Task to carry out:
Rewrite the stretch of rows from the line containing "One pin marks each instance of the priest holding monstrance." through the line containing "(1094, 152)", both ends included, keeping every request line as it stands. Multiply each x and y coordinate in the answers by 1.05 and round to whole numbers, with halves rounding up.

Record excerpts:
★ ★ ★
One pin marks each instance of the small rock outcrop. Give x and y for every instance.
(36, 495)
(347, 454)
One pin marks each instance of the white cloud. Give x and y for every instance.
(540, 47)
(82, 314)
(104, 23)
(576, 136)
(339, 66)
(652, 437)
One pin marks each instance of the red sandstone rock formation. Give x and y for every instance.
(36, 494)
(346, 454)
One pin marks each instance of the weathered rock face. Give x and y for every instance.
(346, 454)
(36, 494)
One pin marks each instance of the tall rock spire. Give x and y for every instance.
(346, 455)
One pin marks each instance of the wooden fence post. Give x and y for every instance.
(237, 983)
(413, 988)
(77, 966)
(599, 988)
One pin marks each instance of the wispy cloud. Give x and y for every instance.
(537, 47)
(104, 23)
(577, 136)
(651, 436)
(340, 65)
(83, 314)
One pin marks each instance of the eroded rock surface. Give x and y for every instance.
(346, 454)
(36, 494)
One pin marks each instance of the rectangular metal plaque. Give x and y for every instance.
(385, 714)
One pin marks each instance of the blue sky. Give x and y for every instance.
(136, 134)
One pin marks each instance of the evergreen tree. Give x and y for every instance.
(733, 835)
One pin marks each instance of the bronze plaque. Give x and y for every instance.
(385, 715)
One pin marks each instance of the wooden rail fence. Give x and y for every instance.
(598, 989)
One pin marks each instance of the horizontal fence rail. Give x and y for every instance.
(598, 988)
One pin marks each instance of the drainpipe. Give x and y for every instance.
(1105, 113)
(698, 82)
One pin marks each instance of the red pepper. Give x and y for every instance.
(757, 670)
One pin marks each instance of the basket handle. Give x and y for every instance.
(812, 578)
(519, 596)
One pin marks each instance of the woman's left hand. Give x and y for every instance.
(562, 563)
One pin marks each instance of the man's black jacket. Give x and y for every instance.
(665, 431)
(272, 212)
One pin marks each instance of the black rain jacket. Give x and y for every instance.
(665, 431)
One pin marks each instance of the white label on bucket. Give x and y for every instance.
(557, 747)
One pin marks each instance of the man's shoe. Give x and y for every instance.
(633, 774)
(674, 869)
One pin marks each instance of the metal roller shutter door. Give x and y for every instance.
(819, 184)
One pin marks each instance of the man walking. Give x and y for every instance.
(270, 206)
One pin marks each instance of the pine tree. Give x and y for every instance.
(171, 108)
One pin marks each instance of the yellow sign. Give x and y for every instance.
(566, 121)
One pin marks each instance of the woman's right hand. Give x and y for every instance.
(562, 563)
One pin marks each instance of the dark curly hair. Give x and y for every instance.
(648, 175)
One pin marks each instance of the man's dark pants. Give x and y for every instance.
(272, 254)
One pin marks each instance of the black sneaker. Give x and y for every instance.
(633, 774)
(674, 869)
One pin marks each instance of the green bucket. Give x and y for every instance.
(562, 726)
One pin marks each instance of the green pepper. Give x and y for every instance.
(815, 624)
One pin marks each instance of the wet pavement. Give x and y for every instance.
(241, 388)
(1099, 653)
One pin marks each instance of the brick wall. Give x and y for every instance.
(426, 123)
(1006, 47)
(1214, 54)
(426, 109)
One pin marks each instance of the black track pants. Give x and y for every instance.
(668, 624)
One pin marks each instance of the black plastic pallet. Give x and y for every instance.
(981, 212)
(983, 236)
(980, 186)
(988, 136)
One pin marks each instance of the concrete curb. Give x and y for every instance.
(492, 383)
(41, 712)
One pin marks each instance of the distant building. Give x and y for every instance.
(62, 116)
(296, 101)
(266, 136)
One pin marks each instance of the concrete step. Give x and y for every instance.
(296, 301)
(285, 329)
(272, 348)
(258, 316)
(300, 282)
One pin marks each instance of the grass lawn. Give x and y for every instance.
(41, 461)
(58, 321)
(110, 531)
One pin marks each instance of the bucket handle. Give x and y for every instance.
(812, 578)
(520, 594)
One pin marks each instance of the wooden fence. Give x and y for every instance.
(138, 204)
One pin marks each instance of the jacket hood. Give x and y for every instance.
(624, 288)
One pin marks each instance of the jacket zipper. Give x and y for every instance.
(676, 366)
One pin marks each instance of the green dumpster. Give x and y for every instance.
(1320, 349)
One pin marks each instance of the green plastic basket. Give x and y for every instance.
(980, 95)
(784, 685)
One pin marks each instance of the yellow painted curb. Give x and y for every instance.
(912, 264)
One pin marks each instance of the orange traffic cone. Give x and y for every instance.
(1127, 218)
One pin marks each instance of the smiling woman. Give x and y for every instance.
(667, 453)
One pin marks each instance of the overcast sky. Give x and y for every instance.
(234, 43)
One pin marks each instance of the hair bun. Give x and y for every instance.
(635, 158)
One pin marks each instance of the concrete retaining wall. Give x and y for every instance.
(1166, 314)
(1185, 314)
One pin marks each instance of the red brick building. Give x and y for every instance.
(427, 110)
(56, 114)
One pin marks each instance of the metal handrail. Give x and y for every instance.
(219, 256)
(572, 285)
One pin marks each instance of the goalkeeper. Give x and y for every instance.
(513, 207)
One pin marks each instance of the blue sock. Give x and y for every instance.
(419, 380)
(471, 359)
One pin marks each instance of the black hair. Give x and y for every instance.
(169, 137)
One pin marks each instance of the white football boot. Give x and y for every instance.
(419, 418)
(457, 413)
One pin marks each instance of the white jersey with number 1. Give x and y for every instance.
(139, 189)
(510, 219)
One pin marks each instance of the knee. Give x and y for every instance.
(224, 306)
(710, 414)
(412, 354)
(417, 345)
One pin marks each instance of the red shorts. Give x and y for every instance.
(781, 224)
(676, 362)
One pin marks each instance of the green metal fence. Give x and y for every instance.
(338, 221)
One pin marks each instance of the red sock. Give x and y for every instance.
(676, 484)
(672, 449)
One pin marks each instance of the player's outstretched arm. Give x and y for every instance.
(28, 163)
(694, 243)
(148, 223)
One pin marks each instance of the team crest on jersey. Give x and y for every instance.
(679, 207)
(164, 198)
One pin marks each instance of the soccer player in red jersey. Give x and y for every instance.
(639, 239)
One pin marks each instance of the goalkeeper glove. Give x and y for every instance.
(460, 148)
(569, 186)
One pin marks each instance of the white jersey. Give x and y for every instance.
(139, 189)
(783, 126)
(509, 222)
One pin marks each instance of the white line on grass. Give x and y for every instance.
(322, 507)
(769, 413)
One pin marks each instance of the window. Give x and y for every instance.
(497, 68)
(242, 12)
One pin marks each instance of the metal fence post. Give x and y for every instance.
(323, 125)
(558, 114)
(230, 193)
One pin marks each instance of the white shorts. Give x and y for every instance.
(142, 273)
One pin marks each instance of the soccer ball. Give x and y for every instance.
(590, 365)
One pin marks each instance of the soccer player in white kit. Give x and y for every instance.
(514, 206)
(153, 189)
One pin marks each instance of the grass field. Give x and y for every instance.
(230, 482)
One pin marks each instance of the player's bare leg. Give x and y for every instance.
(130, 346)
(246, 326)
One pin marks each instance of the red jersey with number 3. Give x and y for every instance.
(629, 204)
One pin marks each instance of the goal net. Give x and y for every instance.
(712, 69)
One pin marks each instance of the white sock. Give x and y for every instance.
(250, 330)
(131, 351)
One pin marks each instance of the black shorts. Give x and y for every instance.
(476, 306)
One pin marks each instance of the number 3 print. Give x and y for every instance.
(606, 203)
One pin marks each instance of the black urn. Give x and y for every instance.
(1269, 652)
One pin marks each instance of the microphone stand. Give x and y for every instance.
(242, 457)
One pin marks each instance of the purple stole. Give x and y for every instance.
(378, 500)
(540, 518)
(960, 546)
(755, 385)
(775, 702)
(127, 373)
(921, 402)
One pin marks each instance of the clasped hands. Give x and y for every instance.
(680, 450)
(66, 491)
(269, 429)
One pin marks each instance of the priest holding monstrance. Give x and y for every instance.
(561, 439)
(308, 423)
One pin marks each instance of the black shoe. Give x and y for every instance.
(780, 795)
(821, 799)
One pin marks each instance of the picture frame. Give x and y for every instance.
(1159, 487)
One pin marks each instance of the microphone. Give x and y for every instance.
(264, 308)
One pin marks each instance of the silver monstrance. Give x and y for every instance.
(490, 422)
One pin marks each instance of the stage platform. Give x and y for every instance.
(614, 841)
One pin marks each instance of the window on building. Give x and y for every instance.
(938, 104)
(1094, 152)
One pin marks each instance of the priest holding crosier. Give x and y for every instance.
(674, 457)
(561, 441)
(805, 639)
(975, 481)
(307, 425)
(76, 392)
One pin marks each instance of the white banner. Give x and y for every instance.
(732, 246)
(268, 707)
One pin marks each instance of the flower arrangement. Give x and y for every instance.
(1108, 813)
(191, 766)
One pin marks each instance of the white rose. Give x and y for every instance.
★ ★ ★
Result:
One pin marks each instance of the priest holding monstrance. Give x and y for every instance.
(589, 461)
(323, 444)
One pin marks each instance of the black shoe. Give x and y for every instance.
(819, 835)
(862, 839)
One pin marks each instance of the picture frame. Give x and y for every instance.
(1217, 511)
One pin marks each instance of the microphone. Give x and y for every instance.
(277, 323)
One pin marks each instance of the silver monstrance. Give x and y for every instance.
(515, 443)
One pin marks each instance of the stage platform. Give x and y for every instance.
(645, 883)
One pin marks each instance of the window on building. Give x and y for every instance.
(985, 109)
(1149, 160)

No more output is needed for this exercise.